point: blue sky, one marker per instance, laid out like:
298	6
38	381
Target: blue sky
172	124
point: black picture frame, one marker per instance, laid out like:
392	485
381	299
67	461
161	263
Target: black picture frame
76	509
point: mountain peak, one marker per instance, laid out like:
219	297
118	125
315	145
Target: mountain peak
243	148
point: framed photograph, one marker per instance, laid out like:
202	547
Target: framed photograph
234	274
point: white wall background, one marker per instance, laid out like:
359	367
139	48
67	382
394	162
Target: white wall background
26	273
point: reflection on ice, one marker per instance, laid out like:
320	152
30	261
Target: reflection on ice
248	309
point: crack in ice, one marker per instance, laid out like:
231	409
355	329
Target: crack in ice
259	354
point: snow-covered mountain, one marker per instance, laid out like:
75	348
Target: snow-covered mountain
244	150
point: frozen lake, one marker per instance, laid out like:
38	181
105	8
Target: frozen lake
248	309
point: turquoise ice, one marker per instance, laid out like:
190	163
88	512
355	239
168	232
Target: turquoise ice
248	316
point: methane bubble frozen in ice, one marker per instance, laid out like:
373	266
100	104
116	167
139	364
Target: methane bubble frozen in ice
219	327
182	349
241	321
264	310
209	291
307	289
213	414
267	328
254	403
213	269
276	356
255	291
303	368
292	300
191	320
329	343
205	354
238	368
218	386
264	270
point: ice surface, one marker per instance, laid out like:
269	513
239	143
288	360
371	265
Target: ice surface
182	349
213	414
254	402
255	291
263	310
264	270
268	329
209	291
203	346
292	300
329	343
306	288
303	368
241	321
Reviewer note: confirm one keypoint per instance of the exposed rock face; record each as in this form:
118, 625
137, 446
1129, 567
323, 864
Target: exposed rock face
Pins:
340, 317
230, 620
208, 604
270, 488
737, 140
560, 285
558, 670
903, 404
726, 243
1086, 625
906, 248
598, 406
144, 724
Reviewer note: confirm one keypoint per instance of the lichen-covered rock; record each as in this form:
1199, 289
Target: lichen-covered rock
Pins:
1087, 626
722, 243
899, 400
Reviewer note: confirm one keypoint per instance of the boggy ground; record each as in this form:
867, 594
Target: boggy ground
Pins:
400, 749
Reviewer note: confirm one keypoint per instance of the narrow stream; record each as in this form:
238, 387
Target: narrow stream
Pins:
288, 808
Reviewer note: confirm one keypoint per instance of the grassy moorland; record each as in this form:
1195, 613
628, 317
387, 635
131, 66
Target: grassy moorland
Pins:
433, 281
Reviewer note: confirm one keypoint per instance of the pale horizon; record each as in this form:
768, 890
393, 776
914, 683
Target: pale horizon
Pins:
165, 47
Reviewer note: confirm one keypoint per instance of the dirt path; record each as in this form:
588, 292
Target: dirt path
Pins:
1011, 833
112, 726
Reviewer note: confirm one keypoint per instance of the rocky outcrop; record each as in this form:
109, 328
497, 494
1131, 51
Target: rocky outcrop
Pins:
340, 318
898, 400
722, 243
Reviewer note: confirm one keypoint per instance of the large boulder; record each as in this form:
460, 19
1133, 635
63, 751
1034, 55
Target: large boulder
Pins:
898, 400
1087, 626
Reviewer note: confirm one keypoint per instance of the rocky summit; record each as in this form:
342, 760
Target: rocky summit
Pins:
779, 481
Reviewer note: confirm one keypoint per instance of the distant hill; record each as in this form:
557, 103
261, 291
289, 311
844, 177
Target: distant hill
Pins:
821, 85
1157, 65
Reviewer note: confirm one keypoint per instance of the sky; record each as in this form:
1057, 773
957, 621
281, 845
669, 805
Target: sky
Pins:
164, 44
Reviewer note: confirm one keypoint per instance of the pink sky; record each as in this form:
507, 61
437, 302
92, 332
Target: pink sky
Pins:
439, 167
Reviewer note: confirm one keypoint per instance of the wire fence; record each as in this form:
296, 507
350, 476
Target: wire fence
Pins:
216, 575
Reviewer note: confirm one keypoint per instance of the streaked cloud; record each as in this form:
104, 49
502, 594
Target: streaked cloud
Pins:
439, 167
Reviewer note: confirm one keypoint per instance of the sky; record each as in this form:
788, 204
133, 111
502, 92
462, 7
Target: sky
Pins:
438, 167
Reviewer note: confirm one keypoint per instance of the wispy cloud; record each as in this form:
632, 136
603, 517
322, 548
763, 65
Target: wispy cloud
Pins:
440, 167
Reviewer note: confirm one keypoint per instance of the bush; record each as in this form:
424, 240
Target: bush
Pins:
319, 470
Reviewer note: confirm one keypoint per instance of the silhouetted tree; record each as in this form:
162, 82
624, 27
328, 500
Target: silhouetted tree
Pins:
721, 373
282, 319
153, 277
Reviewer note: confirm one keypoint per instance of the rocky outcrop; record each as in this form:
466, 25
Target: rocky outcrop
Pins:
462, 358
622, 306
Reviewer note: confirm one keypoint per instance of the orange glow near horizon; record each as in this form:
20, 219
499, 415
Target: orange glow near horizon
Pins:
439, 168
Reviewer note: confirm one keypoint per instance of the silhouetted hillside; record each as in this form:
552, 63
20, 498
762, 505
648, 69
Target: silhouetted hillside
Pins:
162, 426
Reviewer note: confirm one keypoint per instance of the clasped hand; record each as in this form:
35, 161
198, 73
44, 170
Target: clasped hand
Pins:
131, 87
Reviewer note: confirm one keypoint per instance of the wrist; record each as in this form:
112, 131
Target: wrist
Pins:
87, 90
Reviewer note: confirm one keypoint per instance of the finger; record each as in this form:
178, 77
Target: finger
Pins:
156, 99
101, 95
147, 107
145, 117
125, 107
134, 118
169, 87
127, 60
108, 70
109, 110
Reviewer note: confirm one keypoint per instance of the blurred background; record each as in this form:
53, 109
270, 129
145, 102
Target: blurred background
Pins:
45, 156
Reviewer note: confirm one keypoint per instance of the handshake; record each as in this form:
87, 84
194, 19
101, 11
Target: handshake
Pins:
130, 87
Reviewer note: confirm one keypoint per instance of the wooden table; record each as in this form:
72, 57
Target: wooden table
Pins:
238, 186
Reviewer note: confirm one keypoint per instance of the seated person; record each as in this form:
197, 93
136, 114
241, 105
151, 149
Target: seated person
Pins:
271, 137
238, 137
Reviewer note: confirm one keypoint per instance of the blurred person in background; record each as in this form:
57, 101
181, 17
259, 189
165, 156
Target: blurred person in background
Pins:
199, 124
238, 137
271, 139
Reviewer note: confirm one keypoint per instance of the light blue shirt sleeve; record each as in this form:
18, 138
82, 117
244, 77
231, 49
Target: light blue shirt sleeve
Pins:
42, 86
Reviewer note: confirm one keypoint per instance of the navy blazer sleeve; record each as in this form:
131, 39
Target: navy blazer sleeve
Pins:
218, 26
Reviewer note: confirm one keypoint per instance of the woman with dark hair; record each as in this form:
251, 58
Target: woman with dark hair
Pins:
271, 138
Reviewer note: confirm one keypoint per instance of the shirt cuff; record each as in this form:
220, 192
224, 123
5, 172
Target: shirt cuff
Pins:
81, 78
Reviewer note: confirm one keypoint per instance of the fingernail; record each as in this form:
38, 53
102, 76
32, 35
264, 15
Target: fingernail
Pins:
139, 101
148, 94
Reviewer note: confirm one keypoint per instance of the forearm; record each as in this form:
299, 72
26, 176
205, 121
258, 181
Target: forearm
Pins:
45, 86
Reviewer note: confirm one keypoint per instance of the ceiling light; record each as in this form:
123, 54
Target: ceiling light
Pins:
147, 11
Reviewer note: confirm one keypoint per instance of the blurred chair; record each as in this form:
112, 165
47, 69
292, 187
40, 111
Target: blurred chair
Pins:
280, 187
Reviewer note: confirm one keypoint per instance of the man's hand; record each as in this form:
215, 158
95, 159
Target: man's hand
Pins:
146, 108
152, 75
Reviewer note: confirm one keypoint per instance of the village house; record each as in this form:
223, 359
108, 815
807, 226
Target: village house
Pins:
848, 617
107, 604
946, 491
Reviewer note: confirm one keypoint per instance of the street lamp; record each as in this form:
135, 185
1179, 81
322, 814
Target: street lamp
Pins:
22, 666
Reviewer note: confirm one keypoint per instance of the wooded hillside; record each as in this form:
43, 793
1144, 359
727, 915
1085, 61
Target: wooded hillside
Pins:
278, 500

□ □ □ □ □

• _Given exercise_
In the lines from the one holding "Reviewer note: confirm one keypoint per instance of the woman" through the end of the rows, both included, switch "Pins" to "Markers" and give those lines again with nothing else changed.

• _Task answer_
Reviewer note: confirm one keypoint per instance of the woman with dark hair; record each as in this form:
251, 58
Target: woman with dark hair
Markers:
271, 138
Reviewer note: confirm one keypoint per instance of the shirt cuff; record each as in this form:
220, 192
224, 123
5, 172
Target: shirt cuff
Markers:
81, 78
Reviewer note: confirm one keypoint per instance of the fingernail; record each as in this form:
38, 53
102, 76
32, 35
264, 15
Target: fingernail
Markers:
139, 101
148, 94
Reviewer note: confirm one keypoint per instance of the forearm; record each as in this form:
299, 72
26, 176
205, 121
258, 181
Target: forearm
Markers:
45, 86
Reviewer note: confirm one keypoint per instance of the ceiling light; record each as in this form:
123, 54
Target: ceiling light
Markers:
147, 11
Reviewer note: confirm one keypoint per instance of the blurred chair; record each as in this form:
112, 165
47, 69
292, 187
40, 111
Target: blurred chair
Markers:
280, 187
Reviewer note: confirm one keypoint per instance of the man's hand; record each as in this form:
215, 158
95, 159
Target: man's hand
Markers:
146, 108
152, 75
Reviewer note: confirm one keypoint per instance of the village house; record each as in this form:
223, 359
108, 815
807, 226
Target: village house
Markers:
848, 617
107, 604
946, 491
Reviewer note: confirm one keypoint per instance of the street lamp; record each as in this form:
135, 185
1179, 81
322, 814
Target: street lamp
Markers:
22, 666
Reviewer note: confirm one keypoint per instance of the wooded hillside; record each as in this form:
43, 793
1144, 359
727, 915
1085, 61
Target: wooded hillside
Markers:
278, 500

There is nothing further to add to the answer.